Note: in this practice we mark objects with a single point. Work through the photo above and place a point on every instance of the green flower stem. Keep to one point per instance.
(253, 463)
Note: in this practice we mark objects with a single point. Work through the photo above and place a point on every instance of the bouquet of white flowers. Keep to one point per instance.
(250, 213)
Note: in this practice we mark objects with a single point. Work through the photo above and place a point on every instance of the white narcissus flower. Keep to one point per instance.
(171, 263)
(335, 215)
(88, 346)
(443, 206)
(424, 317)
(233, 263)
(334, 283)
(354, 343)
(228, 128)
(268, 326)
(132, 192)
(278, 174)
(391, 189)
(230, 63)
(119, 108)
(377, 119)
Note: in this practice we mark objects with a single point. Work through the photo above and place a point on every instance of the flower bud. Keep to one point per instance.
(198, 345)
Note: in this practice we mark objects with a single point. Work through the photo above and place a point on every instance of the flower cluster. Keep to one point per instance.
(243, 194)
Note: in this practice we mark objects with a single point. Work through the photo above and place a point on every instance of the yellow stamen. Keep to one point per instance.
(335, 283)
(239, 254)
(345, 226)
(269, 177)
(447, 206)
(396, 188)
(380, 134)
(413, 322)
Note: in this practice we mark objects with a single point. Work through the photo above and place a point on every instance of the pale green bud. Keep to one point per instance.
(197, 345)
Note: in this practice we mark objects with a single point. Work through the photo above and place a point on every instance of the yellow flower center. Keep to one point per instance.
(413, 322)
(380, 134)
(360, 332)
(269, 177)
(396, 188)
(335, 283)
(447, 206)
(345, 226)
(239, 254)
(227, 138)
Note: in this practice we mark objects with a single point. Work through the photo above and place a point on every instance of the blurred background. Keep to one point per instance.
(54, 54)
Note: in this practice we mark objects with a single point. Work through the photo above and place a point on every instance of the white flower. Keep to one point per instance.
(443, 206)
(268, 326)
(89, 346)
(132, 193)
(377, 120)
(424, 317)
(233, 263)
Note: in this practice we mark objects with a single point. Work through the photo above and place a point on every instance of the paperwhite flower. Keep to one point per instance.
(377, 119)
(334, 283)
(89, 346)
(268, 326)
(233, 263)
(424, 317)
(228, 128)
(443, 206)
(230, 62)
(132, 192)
§ §
= Prompt =
Give back exactly the lines from the line holding "green bud. Keep to one point per instance." through the last line of the listing, including both.

= Answer to the task =
Note: in this practice we mark objects with a single point. Work through the photo above and place a point on every instance of the pale green bud. Keep to one point per instance.
(197, 345)
Note: in this practice we mark objects with a single point. Work through the photo above and place a point on every instance of the yellow flower center. Keep to one point per instance.
(413, 322)
(380, 134)
(360, 332)
(269, 177)
(396, 188)
(335, 283)
(447, 206)
(345, 226)
(239, 254)
(227, 138)
Note: in this practice we mark objects with a single point. Work through the photo above and place a point on every instance of the blurred background. Keep to one point per instance.
(54, 54)
Note: in this practice we mark objects with a single point. Work through the photo above and place a point on every instance of the white flower. Keep to one point per instance.
(443, 206)
(268, 326)
(89, 346)
(132, 193)
(377, 120)
(424, 317)
(233, 263)
Note: in this practice we mark objects with a single point. Work through the photo above and place a point on every instance of the paperwhite flower. Keep to one point per instance.
(377, 119)
(334, 283)
(89, 346)
(268, 326)
(233, 263)
(424, 317)
(228, 128)
(443, 206)
(230, 62)
(132, 192)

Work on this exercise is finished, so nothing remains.